Problem to work on: Can you rewrite the lines below, substituting "JSON list" for each "JSON array" and keeping everything else unchanged?

[Data items]
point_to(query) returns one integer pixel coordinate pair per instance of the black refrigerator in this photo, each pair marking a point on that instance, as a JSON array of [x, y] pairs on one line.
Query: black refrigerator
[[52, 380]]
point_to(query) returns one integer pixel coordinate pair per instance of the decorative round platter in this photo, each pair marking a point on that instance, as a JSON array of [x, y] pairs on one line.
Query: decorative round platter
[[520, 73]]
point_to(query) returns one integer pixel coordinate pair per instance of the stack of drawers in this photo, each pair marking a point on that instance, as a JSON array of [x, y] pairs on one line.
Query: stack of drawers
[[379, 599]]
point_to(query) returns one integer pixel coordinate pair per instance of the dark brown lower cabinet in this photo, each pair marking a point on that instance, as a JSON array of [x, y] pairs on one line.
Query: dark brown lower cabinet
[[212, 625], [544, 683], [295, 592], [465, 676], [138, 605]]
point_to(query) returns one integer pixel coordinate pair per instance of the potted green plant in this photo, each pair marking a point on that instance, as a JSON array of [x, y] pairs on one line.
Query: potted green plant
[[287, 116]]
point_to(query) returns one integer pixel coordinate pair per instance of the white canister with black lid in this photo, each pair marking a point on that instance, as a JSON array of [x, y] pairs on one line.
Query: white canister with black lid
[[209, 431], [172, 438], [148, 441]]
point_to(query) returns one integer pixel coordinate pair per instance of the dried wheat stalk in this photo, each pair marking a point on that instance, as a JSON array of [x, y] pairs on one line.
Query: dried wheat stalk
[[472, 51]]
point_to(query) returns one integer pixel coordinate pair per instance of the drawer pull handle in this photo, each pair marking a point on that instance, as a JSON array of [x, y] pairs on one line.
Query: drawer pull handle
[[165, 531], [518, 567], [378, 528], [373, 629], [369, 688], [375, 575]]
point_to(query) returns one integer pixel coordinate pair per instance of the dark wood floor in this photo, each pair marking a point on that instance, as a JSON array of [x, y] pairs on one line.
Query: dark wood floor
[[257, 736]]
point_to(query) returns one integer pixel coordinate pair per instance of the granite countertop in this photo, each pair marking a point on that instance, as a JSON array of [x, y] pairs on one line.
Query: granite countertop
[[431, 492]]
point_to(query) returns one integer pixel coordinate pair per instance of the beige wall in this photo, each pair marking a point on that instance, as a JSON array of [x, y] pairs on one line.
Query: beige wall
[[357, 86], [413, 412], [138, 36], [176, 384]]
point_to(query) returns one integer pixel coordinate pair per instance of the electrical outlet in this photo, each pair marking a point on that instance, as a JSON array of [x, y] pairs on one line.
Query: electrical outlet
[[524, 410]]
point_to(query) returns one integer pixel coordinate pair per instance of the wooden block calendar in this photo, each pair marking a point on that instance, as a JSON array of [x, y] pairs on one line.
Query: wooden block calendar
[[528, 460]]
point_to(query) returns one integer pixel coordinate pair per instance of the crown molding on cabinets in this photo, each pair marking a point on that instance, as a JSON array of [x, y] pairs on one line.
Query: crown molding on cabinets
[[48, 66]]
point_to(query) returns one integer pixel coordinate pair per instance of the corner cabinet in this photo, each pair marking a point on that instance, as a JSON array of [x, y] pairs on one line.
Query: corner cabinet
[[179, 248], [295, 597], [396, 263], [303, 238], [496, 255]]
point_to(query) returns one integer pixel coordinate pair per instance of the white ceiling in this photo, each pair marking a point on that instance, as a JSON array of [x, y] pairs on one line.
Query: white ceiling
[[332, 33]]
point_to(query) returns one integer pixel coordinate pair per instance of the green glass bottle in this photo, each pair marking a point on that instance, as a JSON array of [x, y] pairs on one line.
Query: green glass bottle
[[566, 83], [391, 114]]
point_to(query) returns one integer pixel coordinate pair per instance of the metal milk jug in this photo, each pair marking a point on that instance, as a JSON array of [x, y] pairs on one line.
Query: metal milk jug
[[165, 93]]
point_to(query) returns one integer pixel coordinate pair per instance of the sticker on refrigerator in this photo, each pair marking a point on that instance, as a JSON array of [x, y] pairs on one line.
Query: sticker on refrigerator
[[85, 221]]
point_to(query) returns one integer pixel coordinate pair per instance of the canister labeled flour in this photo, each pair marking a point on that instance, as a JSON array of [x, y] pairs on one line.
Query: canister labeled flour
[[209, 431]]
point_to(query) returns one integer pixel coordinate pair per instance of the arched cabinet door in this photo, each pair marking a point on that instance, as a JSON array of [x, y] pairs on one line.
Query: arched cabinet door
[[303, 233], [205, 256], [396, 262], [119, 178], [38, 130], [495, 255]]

Solution to the exercise:
point_to(query) returns one integer pixel coordinate pair per instance of the black refrigerator in this photo, each pair marking a point on that instance, as a JSON list of [x, y] pairs on one line.
Query: black refrigerator
[[52, 380]]
point_to(query) returns one integer pixel coordinate pair per instance of the decorative round platter in this photo, each pair marking a point on that instance, as a JSON list of [x, y] pairs on one line.
Query: decorative round platter
[[520, 73]]
point_to(query) returns one integer pixel coordinate pair per instance of the stack of drawers in this photo, each pair marking a point on that instance, as a JSON list of [x, y] pairs on one line.
Query: stack of drawers
[[379, 599]]
point_to(query) returns one integer pixel coordinate pair per instance of the dark brown lower cabinet in this photo, each pair marking a point on that instance, as a JSON list of [x, y] pairs on one line.
Query: dark brown lower cabinet
[[212, 625], [544, 683], [295, 592], [465, 676], [138, 605]]
point_to(query) returns one integer pixel coordinate pair per instance of the potted green plant in this photo, each pair marking a point on that instance, as a JSON list of [x, y] pairs on one line.
Query: potted green plant
[[287, 116]]
point_to(query) returns one integer pixel coordinate pair per instance of the white canister with black lid in this photo, each pair marking a point on that instance, as a JSON list of [x, y] pairs on one line.
Query: white canister with black lid
[[209, 431], [172, 438], [148, 441]]
point_to(query) returns one integer pixel coordinate pair per instance of the dried wheat stalk in this photo, each pair marking a point on that instance, as a JSON list of [x, y] pairs on one line.
Query: dried wheat stalk
[[472, 51]]
point_to(query) returns one integer pixel coordinate pair per instance of the drawer pull handle in this photo, each pair marking a point on that instance, as a JSON list of [x, y] pairs on one line.
Query: drawer pull handle
[[165, 531], [518, 567], [378, 528], [373, 629], [369, 688], [375, 575]]
point_to(query) returns one integer pixel coordinate pair per instance of the dark wood floor in this photo, each pair marking a point on that instance, as a JSON list of [x, y] pairs on one line.
Query: dark wood floor
[[257, 736]]
point_to(query) returns one integer pixel coordinate pair per instance of the granite countertop in this photo, each pair marking a point on that instance, as a JSON list of [x, y] pairs on one line.
Query: granite countertop
[[431, 492]]
point_to(query) returns one integer pixel coordinate pair per instance of the beige wall in this photo, each pair marking a point on that instance, as a JSON list of [x, y] pairs on one line.
Query: beige wall
[[357, 86], [413, 412], [138, 36], [176, 384]]
point_to(query) returns one integer pixel coordinate pair per instance of the electrical outlet in this photo, each pair marking a point on that instance, as a JSON list of [x, y] pairs on one line.
Query: electrical outlet
[[524, 410]]
point_to(query) returns one integer pixel coordinate pair per instance of the wooden block calendar in this photo, each pair marking a point on that instance, as a JSON list of [x, y] pairs on one line.
Query: wooden block calendar
[[528, 460]]
point_to(query) returns one integer pixel coordinate pair per instance of the crown molding on cabinets in this photo, each pair marking a point on that instance, as a JSON list of [x, y] pairs on one line.
Query: crown molding on cabinets
[[48, 66]]
point_to(query) returns one integer pixel coordinate pair per instance of the corner cabinet in this photo, each pair marking a point on that instance, as a JSON list of [x, y] pairs on one line.
Query: corner cabinet
[[179, 248], [295, 597], [396, 263], [303, 238], [496, 255]]
point_to(query) returns one integer pixel coordinate pair per instance of the white ceiling in this photo, each pair marking a point on that instance, as a JSON list of [x, y] pairs on one line.
Query: white ceiling
[[332, 33]]
point_to(query) returns one integer pixel coordinate pair per instance of the green glass bottle in this photo, each pair marking a point on that instance, as a JSON list of [x, y] pairs on one line.
Query: green glass bottle
[[566, 83], [391, 114]]
point_to(query) returns one integer pixel coordinate pair per instance of the metal milk jug in this photo, each pair marking a point on that instance, as a JSON list of [x, y] pairs on one line.
Query: metal milk jug
[[165, 93]]
point_to(query) returns one integer pixel coordinate pair per instance of the sticker on refrigerator in this photo, each pair marking a point on that instance, as a JSON list of [x, y] pairs on one line.
Query: sticker on refrigerator
[[85, 221]]
point_to(query) returns one integer pixel coordinate pair per instance of the canister labeled flour in this photo, each pair marking a point on that instance, as a JSON list of [x, y] pairs on one line.
Query: canister labeled flour
[[209, 431]]
point_to(query) returns one integer pixel coordinate pair per instance of the arched cabinet door in this photo, each pair marking a point on that instance, as a JSON list of [x, y] pairs on one line.
Query: arched cabinet door
[[303, 233], [205, 256], [396, 262], [119, 178], [38, 130], [495, 255]]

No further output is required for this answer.